* Task prompt: Please output the data exactly, without omitting anything.

── Available records ──

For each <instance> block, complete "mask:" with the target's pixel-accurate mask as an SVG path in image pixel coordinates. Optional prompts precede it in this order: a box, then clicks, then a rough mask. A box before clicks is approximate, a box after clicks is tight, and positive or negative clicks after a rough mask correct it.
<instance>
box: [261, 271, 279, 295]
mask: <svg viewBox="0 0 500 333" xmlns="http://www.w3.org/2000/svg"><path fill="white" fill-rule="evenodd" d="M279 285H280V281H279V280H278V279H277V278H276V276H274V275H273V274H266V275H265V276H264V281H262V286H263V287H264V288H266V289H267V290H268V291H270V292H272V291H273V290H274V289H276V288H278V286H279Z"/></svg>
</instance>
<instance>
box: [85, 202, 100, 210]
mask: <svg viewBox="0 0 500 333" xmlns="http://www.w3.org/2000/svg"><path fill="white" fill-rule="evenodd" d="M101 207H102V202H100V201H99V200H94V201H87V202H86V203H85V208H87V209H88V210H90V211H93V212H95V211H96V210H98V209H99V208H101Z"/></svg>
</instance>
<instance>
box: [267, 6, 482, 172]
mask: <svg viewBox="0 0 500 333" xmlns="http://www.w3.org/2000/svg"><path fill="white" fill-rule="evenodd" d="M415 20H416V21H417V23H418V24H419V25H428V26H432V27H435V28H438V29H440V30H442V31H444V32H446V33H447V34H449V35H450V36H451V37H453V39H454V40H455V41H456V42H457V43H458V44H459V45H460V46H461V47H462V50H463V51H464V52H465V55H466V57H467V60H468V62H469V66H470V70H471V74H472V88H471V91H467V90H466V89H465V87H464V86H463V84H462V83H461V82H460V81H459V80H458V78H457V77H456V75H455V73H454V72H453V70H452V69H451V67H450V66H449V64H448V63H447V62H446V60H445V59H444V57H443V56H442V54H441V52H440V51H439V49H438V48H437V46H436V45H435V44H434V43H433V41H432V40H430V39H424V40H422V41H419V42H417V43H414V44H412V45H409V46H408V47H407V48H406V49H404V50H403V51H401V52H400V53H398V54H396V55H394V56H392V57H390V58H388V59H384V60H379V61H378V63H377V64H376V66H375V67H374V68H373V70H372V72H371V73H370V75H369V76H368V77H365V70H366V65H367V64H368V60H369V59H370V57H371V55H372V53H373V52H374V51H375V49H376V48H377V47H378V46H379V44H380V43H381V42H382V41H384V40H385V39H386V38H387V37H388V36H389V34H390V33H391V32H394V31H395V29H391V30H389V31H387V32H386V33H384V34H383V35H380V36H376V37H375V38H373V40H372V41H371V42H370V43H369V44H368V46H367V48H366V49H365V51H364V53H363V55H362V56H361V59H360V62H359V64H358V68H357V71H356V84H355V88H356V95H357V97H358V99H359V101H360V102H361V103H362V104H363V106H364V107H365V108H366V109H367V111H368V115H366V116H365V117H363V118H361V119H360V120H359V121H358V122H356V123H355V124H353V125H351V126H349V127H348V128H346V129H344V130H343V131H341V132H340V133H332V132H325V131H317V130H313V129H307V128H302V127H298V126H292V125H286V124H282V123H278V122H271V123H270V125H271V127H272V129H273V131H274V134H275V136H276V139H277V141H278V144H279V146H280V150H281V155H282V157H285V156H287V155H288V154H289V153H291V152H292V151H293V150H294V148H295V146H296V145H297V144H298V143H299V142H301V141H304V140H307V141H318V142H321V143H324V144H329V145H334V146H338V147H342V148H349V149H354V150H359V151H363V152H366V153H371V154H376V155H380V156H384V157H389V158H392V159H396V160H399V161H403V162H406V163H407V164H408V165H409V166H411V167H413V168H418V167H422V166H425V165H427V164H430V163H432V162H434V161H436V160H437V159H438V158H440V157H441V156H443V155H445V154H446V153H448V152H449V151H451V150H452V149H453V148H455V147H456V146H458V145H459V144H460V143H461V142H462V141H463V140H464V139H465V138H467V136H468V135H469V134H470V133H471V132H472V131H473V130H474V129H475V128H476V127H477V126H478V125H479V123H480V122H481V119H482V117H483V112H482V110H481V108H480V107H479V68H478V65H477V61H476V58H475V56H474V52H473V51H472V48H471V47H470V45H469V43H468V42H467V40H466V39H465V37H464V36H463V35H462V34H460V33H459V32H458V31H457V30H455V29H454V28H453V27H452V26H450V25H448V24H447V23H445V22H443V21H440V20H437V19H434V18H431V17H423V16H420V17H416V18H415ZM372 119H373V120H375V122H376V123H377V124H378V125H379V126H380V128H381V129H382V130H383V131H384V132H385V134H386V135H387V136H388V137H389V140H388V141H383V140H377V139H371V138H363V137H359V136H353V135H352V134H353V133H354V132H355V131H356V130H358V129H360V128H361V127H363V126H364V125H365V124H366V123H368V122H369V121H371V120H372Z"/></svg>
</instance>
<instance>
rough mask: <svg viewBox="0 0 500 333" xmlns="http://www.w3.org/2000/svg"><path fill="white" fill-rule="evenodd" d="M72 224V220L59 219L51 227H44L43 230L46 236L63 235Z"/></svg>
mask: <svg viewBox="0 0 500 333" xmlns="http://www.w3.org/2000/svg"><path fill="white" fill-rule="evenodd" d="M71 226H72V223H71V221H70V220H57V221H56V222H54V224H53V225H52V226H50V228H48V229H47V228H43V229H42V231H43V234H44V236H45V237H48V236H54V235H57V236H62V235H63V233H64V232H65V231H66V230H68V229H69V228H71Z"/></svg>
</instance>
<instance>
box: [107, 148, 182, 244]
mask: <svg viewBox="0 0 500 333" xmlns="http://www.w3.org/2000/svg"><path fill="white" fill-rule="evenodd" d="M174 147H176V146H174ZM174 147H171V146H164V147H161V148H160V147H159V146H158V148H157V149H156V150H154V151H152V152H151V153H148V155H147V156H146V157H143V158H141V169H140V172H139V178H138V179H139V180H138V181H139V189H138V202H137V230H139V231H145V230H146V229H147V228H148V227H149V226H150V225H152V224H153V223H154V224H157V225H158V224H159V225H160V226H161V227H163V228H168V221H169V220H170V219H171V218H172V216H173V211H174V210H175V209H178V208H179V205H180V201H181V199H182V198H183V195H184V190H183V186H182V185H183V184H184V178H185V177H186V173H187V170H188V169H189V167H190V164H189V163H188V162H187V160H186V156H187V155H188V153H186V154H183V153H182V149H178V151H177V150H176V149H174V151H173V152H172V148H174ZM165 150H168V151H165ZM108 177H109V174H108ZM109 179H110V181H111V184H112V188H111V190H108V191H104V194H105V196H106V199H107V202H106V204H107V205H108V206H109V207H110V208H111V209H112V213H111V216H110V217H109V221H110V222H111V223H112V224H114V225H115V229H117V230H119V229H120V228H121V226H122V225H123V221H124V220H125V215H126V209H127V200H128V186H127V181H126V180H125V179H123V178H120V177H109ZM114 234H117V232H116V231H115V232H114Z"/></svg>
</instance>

───

* Answer area:
For each <instance> block, complete "mask:" with the target's pixel-accurate mask as an SVG path in image pixel coordinates. Optional prompts precede it in this order: a box, then clicks, then a rough mask. A box before clicks is approximate, a box after clicks is tight, and positive or negative clicks after a rough mask correct it.
<instance>
box: [261, 271, 279, 295]
mask: <svg viewBox="0 0 500 333" xmlns="http://www.w3.org/2000/svg"><path fill="white" fill-rule="evenodd" d="M279 285H280V281H279V280H278V279H277V278H276V276H274V275H273V274H266V275H265V276H264V281H262V286H263V287H264V288H266V289H267V290H268V291H270V292H272V291H273V290H274V289H276V288H278V286H279Z"/></svg>
</instance>
<instance>
box: [85, 202, 100, 210]
mask: <svg viewBox="0 0 500 333" xmlns="http://www.w3.org/2000/svg"><path fill="white" fill-rule="evenodd" d="M101 207H102V202H100V201H99V200H94V201H87V202H86V203H85V208H87V209H88V210H90V211H93V212H95V211H96V210H98V209H99V208H101Z"/></svg>
</instance>
<instance>
box: [267, 6, 482, 172]
mask: <svg viewBox="0 0 500 333" xmlns="http://www.w3.org/2000/svg"><path fill="white" fill-rule="evenodd" d="M415 20H416V21H417V23H418V24H419V25H428V26H432V27H435V28H438V29H440V30H442V31H444V32H446V33H447V34H449V35H450V36H451V37H453V39H454V40H455V41H456V42H457V43H458V44H459V45H460V46H461V47H462V50H463V51H464V52H465V55H466V57H467V60H468V62H469V66H470V70H471V74H472V88H471V91H467V90H466V89H465V87H464V86H463V84H462V83H461V82H460V81H459V80H458V78H457V77H456V75H455V73H454V72H453V70H452V69H451V67H450V66H449V64H448V63H447V62H446V60H445V59H444V57H443V56H442V54H441V52H440V51H439V49H438V48H437V46H436V45H435V44H434V43H433V41H432V40H430V39H424V40H422V41H419V42H417V43H414V44H412V45H409V46H408V47H407V48H406V49H404V50H403V51H401V52H400V53H398V54H396V55H394V56H392V57H390V58H388V59H384V60H379V61H378V63H377V64H376V66H375V67H374V68H373V70H372V72H371V73H370V75H369V76H368V77H365V70H366V65H367V64H368V60H369V59H370V57H371V55H372V53H373V52H374V51H375V49H376V48H377V47H378V46H379V44H380V43H381V42H382V41H384V40H385V39H386V38H387V37H388V36H389V34H390V33H391V32H394V31H395V29H391V30H389V31H387V32H386V33H384V34H383V35H380V36H376V37H375V38H373V40H372V41H371V42H370V43H369V44H368V46H367V48H366V49H365V51H364V53H363V55H362V56H361V59H360V62H359V64H358V68H357V71H356V84H355V88H356V95H357V97H358V99H359V101H360V102H361V103H362V104H363V106H364V107H365V108H366V109H367V111H368V115H366V116H365V117H363V118H361V119H360V120H359V121H358V122H356V123H355V124H353V125H351V126H349V127H348V128H346V129H344V130H343V131H341V132H340V133H332V132H325V131H317V130H313V129H307V128H302V127H298V126H292V125H286V124H282V123H278V122H271V123H270V125H271V127H272V129H273V131H274V134H275V136H276V139H277V141H278V144H279V146H280V150H281V155H282V157H285V156H287V155H288V154H289V153H291V152H292V151H293V150H294V148H295V146H296V145H297V144H298V143H299V142H301V141H304V140H307V141H318V142H321V143H324V144H329V145H334V146H338V147H342V148H349V149H354V150H359V151H363V152H366V153H371V154H376V155H380V156H384V157H389V158H392V159H396V160H399V161H403V162H406V163H407V164H408V165H409V166H411V167H413V168H418V167H422V166H425V165H427V164H430V163H432V162H434V161H436V160H437V159H438V158H440V157H441V156H443V155H445V154H446V153H448V152H449V151H451V150H452V149H453V148H455V147H456V146H458V145H459V144H460V143H461V142H462V141H463V140H464V139H465V138H467V136H468V135H469V134H470V133H471V132H472V131H473V130H474V129H475V128H476V127H477V126H478V125H479V123H480V122H481V119H482V117H483V112H482V110H481V108H480V107H479V68H478V65H477V61H476V58H475V56H474V52H473V51H472V48H471V47H470V45H469V43H468V42H467V40H466V39H465V37H464V36H463V35H462V34H460V33H459V32H458V31H457V30H455V29H454V28H453V27H452V26H450V25H448V24H447V23H445V22H443V21H440V20H437V19H434V18H431V17H423V16H420V17H416V18H415ZM372 119H373V120H375V122H376V123H377V124H378V125H379V126H380V128H381V129H382V130H383V131H384V132H385V134H386V135H387V136H388V137H389V140H388V141H383V140H377V139H371V138H363V137H359V136H353V135H352V134H353V133H354V132H355V131H356V130H358V129H360V128H361V127H363V126H364V125H365V124H366V123H368V122H369V121H371V120H372Z"/></svg>
</instance>
<instance>
rough mask: <svg viewBox="0 0 500 333" xmlns="http://www.w3.org/2000/svg"><path fill="white" fill-rule="evenodd" d="M72 224V220L59 219L51 227H44L43 230L46 236L63 235Z"/></svg>
mask: <svg viewBox="0 0 500 333" xmlns="http://www.w3.org/2000/svg"><path fill="white" fill-rule="evenodd" d="M71 226H72V223H71V221H70V220H57V221H56V222H54V224H53V225H52V226H50V228H48V229H47V228H43V229H42V231H43V234H44V236H45V237H48V236H54V235H57V236H62V235H63V233H64V232H65V231H66V230H68V229H69V228H71Z"/></svg>
</instance>
<instance>
box: [107, 148, 182, 244]
mask: <svg viewBox="0 0 500 333" xmlns="http://www.w3.org/2000/svg"><path fill="white" fill-rule="evenodd" d="M174 147H176V146H174ZM174 147H171V146H164V147H161V148H160V147H159V146H158V148H157V149H156V150H154V151H152V152H151V153H148V155H147V156H146V157H143V158H141V169H140V172H139V178H138V179H139V180H138V181H139V189H138V202H137V230H139V231H145V230H146V229H147V228H148V227H149V226H150V225H152V224H153V223H154V224H157V225H158V224H159V225H160V226H161V227H163V228H168V221H169V220H170V219H171V218H172V216H173V211H174V210H175V209H178V208H179V205H180V201H181V199H182V198H183V195H184V190H183V186H182V185H183V184H184V178H185V177H186V173H187V170H188V169H189V167H190V164H189V163H188V162H187V160H186V156H187V155H188V153H186V154H183V153H182V149H178V151H177V150H176V149H174V151H173V152H172V148H174ZM165 150H168V151H165ZM108 177H109V174H108ZM109 179H110V181H111V184H112V188H111V190H108V191H104V194H105V196H106V199H107V202H106V204H107V205H108V206H109V207H110V208H111V209H112V213H111V216H110V217H109V221H110V222H111V223H112V224H114V225H115V229H117V230H119V229H120V228H121V226H122V225H123V221H124V220H125V215H126V209H127V200H128V186H127V181H126V180H125V179H123V178H120V177H109ZM114 234H117V232H116V231H115V232H114Z"/></svg>
</instance>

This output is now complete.